** START OF PAGE EXCERPT **

The phenomenon of open source software development illustrates that in order to solve a shared or personal technical problem, users program and reveal their innovations without getting private returns from selling the software. The source code of open source software is made freely available so that users can access, modify, and redistribute it (Shuo July 2010). Open source projects are released under the terms and requirements of certain licenses.
 
 
The processingjs project was started by one individual who wanted to utilize the HTML5 canvas element and take advantage of the Java Processing language. It took about seven months to get a working version, consisting of 5000 lines of code, of the project released. However, the part of the project that allowed for dynamic conversion of code written in the Processing language, to JavaScript, referred to as the parser, was limiting. Moreover, the release contained a lot of gaps as some of the functionality was not yet supported (Resig 2008).

** END OF PAGE EXCERPT **

## TASKS TO PERFORM:
a) For the excerpt on open source software, say whether each statement agrees with it, answering yes or no and quoting the deciding words: (i) The processingjs project was begun by a group of developers. (ii) A working version took about seven months to produce. (iii) The first release supported all of the intended functionality.
b) Reproduce the stretch of the excerpt on open source software from "The phenomenon of" through "of certain licenses." word for word.
Nothing in the listing that follows is needed here.

** START OF DATASET SECTION **

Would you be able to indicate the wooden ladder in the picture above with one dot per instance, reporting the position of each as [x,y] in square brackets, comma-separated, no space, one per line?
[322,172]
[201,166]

** END OF DATASET SECTION **

## ANSWERS GIVEN:
a)
(i) No: "The processingjs project was started by one individual"
(ii) Yes: "It took about seven months to get a working version"
(iii) No: "the release contained a lot of gaps as some of the functionality was not yet supported"

b)
The phenomenon of open source software development illustrates that in order to solve a shared or personal technical problem, users program and reveal their innovations without getting private returns from selling the software. The source code of open source software is made freely available so that users can access, modify, and redistribute it (Shuo July 2010). Open source projects are released under the terms and requirements of certain licenses.